Stated problem
According to the styob article, who brought the term styob into the English scholarly lexicon, and in which book?

Styob and the Soviet Superposition

It is easy to mock the Soviet Citizens; certainly, I've done my fair share of laughing at their expense. Experts such as Silantiev and commentators in the media try to have it both ways, highlighting the absurdity of some of their views while still insisting that they represent a clear and present danger.  That the group lends itself to diametrically opposed critiques might set off alarm bells.  Are we being played? 

If we are, it is not by the Citizens, whose rank and file appear to be depressingly earnest, while their leaders shift back and forth on the spectrum from grifter to deranged. The Citizens are not engaged in ironic performance art.  But we can learn something if we engage in a brief thought experiment, imagining an alternate history in which the Citizens were engaging in the kind of ironic overidentification that Russian call styob.  

Brought into the English scholarly lexicon by Alexei Yurchak in his 2006 book Everything Was Forever Until It Was No More, styob (commonly spelled "stiob" and occasionally "steb"),  Styob superficially resembles more familiar forms of sarcasm or mockery,  but with an important innovation.  Styob "required such a degree of overidentiflcation" with its target "that it was often impossible to tell whether it was a form of sincere support, subtle ridicule, or a peculiar mixture of the two" (Yurchak :250). Before 2015, the most obvious American analog was Stephen Colbert on The Daily Show and The Colbert Report:  Colbert's right-wing blowhard persona (based on that of Fox personality Bill O'Reilly) was a long-running joke always played straight. Colbert mocked O'Reilly by inhabiting him thoroughly, exaggerating the Fox host's worst tendencies while never stepping out of character.

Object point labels
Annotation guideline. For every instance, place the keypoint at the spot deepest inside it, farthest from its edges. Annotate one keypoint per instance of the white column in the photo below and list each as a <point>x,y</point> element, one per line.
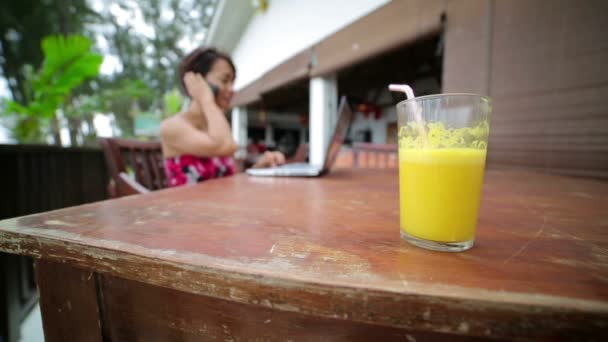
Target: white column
<point>269,135</point>
<point>302,135</point>
<point>323,115</point>
<point>239,130</point>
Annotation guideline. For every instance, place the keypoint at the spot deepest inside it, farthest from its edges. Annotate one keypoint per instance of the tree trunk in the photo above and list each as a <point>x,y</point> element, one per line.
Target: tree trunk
<point>56,129</point>
<point>74,128</point>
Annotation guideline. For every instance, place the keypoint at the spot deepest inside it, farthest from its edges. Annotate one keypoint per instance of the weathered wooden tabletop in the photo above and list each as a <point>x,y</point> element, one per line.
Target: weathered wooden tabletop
<point>331,247</point>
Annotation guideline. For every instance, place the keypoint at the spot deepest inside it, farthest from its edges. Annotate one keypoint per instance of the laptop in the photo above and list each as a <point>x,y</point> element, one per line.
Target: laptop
<point>309,170</point>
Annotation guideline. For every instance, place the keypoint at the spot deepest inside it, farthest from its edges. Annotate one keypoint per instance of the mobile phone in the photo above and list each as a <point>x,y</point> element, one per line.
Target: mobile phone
<point>215,89</point>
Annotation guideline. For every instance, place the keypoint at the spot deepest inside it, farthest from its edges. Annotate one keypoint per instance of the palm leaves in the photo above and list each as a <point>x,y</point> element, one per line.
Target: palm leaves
<point>68,61</point>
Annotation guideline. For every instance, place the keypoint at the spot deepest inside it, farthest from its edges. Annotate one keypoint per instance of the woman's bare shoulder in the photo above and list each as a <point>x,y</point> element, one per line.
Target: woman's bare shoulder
<point>173,125</point>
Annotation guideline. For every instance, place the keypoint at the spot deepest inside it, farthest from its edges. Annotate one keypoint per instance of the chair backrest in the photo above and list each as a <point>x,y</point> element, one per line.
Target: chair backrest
<point>366,155</point>
<point>135,166</point>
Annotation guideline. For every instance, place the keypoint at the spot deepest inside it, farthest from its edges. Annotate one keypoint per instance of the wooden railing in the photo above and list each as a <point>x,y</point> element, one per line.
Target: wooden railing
<point>366,155</point>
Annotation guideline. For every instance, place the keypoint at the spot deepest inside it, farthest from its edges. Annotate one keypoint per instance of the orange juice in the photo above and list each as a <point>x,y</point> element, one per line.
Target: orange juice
<point>440,191</point>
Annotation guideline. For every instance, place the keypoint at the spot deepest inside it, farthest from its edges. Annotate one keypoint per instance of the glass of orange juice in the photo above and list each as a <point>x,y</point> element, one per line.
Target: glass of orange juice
<point>442,153</point>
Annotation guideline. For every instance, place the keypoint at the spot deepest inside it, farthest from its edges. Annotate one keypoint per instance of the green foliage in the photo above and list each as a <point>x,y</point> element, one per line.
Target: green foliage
<point>172,102</point>
<point>68,61</point>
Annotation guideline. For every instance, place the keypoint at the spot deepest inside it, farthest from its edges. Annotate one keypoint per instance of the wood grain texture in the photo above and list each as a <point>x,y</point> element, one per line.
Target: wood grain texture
<point>68,303</point>
<point>139,312</point>
<point>549,83</point>
<point>330,247</point>
<point>466,61</point>
<point>393,25</point>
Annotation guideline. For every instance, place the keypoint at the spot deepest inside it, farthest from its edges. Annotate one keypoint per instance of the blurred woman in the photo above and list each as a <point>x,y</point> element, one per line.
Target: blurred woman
<point>197,143</point>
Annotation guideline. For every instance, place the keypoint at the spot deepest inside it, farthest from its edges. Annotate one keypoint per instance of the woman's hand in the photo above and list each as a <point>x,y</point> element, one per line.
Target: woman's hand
<point>270,159</point>
<point>198,88</point>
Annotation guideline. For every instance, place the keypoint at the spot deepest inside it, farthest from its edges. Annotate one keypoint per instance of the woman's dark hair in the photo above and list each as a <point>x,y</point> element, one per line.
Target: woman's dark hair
<point>200,61</point>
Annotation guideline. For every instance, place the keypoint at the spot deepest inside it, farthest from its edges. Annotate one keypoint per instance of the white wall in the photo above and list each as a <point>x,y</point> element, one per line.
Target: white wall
<point>289,26</point>
<point>377,127</point>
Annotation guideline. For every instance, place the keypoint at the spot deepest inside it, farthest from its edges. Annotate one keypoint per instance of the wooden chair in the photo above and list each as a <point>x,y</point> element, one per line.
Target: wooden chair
<point>136,167</point>
<point>366,155</point>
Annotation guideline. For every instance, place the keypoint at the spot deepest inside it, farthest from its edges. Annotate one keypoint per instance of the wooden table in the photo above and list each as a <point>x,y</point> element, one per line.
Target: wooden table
<point>314,259</point>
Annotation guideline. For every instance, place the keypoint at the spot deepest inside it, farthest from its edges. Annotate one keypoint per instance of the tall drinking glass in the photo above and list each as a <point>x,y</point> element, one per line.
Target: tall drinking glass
<point>442,153</point>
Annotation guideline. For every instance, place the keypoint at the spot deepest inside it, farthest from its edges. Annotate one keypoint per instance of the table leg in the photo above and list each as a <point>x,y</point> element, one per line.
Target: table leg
<point>68,302</point>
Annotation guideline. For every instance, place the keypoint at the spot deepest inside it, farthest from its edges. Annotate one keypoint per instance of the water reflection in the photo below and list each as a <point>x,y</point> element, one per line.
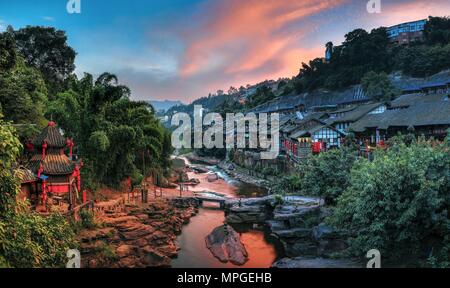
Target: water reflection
<point>194,254</point>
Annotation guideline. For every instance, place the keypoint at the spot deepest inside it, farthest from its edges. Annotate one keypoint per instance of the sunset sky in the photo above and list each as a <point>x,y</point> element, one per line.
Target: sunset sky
<point>185,49</point>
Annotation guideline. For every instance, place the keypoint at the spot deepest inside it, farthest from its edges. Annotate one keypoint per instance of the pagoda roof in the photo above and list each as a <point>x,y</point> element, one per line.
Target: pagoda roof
<point>52,164</point>
<point>52,136</point>
<point>25,175</point>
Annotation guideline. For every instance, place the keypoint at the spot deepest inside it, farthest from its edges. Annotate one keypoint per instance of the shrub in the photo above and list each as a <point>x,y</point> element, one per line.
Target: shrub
<point>28,240</point>
<point>87,219</point>
<point>327,174</point>
<point>398,201</point>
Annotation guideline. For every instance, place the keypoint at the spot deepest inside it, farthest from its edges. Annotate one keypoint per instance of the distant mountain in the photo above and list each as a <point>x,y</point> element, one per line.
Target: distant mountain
<point>165,105</point>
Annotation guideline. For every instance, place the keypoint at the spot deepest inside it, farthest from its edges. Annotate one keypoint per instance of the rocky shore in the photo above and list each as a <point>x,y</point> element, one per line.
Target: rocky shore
<point>298,223</point>
<point>136,236</point>
<point>242,174</point>
<point>225,244</point>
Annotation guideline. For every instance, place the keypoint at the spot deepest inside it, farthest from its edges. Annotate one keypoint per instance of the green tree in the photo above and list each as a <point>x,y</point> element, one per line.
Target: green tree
<point>7,52</point>
<point>115,136</point>
<point>328,174</point>
<point>10,149</point>
<point>437,30</point>
<point>378,86</point>
<point>24,94</point>
<point>397,202</point>
<point>46,49</point>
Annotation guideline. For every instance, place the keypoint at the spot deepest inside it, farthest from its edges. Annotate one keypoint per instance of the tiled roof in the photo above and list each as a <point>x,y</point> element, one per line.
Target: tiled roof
<point>356,113</point>
<point>52,136</point>
<point>420,110</point>
<point>53,164</point>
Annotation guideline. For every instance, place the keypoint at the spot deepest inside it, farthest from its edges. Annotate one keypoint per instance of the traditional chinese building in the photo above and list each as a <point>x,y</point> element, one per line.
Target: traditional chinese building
<point>57,173</point>
<point>425,114</point>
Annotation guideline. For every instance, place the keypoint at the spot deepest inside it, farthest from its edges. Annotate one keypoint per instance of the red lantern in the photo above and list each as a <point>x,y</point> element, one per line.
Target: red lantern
<point>44,149</point>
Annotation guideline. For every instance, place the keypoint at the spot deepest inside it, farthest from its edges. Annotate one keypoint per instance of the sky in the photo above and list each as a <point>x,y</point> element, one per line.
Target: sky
<point>185,49</point>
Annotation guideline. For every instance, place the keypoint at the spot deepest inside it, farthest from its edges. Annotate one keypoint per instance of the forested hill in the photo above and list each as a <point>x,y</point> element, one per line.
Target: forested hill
<point>113,135</point>
<point>365,58</point>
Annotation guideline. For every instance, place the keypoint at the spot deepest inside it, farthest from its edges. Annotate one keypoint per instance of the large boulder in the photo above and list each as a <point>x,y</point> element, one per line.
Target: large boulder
<point>225,244</point>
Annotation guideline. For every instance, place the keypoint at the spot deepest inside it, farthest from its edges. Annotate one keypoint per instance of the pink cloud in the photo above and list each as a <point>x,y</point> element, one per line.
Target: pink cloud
<point>243,36</point>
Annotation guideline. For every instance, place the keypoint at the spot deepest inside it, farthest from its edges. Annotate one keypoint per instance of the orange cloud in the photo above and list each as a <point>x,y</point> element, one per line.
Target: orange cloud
<point>243,36</point>
<point>395,13</point>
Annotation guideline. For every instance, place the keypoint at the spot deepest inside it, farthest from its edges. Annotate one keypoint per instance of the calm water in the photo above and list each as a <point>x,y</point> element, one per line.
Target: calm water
<point>262,249</point>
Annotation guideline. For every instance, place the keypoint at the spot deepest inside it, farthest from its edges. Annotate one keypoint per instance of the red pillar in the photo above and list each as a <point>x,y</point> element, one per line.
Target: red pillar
<point>44,148</point>
<point>84,196</point>
<point>44,193</point>
<point>77,175</point>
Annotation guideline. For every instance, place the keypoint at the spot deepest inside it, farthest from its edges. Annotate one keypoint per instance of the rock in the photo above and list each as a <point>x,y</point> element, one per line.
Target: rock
<point>276,225</point>
<point>323,231</point>
<point>91,235</point>
<point>287,212</point>
<point>113,221</point>
<point>129,262</point>
<point>199,169</point>
<point>294,233</point>
<point>154,258</point>
<point>300,262</point>
<point>135,231</point>
<point>126,250</point>
<point>302,247</point>
<point>212,177</point>
<point>225,244</point>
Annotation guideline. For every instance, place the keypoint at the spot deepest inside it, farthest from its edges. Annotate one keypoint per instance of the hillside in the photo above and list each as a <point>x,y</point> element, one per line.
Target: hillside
<point>164,105</point>
<point>337,80</point>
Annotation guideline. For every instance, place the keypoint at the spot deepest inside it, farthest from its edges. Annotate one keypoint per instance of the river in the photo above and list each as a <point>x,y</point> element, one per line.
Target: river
<point>262,249</point>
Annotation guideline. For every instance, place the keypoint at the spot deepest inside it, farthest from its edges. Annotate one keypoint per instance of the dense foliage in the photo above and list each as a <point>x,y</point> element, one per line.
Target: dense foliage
<point>115,135</point>
<point>363,52</point>
<point>46,49</point>
<point>378,86</point>
<point>327,174</point>
<point>26,238</point>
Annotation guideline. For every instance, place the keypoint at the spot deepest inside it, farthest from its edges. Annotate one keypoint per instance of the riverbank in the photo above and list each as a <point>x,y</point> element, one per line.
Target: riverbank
<point>297,222</point>
<point>130,235</point>
<point>170,230</point>
<point>242,174</point>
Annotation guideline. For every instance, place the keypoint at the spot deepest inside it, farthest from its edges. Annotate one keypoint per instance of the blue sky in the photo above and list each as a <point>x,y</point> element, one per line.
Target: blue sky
<point>184,49</point>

Problem solution
Alexei Yurchak, in his 2006 book Everything Was Forever Until It Was No More.